**PROBLEM TO SOLVE:** Reproduce, character for character, the lines of the listing below from the line containing "</instance>" to the line containing "2L372 42L380 47L371", including both of those lines. Give those lines alone.

**DATA:**
*** Begin section ***

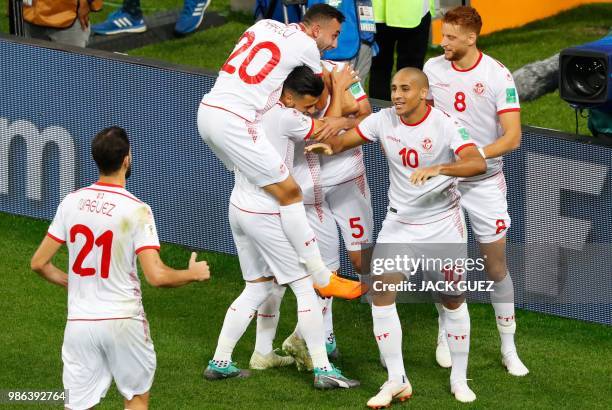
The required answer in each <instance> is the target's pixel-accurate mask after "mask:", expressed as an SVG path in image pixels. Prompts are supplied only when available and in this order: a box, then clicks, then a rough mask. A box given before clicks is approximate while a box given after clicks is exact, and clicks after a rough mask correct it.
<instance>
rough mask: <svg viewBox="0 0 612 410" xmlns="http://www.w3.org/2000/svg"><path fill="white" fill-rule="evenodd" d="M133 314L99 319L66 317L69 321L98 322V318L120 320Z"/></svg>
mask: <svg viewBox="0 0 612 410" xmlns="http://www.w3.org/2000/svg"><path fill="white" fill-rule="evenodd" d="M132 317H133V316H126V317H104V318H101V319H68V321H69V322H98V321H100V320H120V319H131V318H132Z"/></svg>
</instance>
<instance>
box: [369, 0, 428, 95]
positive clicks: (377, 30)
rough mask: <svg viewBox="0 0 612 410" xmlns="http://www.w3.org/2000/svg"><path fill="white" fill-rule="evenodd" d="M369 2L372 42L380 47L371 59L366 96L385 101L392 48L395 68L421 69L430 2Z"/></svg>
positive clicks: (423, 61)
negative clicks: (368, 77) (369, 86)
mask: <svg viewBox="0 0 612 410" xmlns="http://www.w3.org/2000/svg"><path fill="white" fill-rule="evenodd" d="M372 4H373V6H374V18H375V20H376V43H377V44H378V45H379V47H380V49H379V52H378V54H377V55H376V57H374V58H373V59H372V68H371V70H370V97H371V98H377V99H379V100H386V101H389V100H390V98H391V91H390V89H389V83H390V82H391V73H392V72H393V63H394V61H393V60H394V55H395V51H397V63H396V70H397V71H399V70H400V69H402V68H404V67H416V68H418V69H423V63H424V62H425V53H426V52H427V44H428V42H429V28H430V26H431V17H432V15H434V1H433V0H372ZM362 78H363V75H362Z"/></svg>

*** End section ***
*** Begin section ***

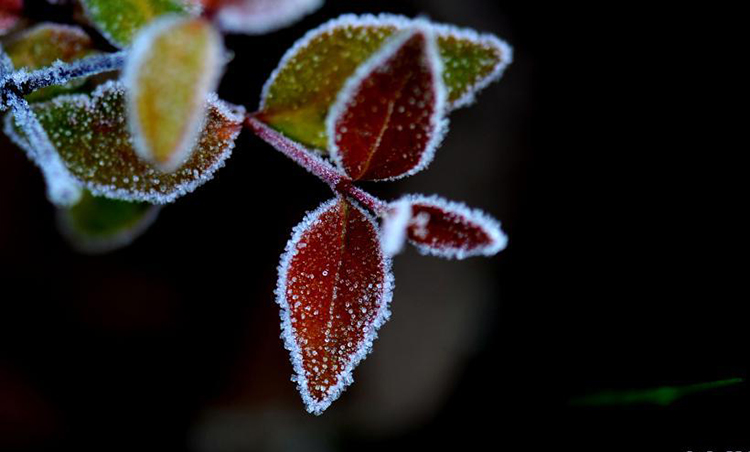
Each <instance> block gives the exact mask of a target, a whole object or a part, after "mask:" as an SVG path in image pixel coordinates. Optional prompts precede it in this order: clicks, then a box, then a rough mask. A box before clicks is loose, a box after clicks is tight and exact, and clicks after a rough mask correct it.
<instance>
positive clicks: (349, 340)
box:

*** End section ***
*** Begin section ***

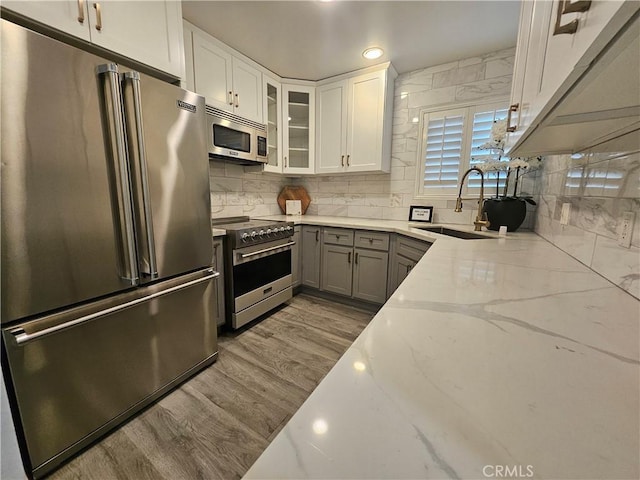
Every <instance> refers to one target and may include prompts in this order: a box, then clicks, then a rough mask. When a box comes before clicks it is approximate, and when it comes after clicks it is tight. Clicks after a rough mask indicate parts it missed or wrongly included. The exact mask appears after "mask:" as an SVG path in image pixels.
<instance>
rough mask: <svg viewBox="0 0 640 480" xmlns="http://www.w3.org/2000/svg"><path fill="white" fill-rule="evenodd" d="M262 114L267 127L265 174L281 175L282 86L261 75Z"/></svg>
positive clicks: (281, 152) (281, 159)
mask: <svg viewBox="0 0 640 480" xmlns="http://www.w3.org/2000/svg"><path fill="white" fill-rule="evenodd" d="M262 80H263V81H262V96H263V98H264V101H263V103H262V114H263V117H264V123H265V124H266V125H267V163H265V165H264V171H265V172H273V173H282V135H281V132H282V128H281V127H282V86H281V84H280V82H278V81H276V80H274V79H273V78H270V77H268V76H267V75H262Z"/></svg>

*** End section ***

**FINISHED TASK:**
</instance>
<instance>
box: [369, 0, 428, 95]
positive clicks: (377, 30)
rough mask: <svg viewBox="0 0 612 410" xmlns="http://www.w3.org/2000/svg"><path fill="white" fill-rule="evenodd" d="M369 2L372 42L380 47L371 59L366 96L385 101L392 48L395 68L421 69L430 2Z"/></svg>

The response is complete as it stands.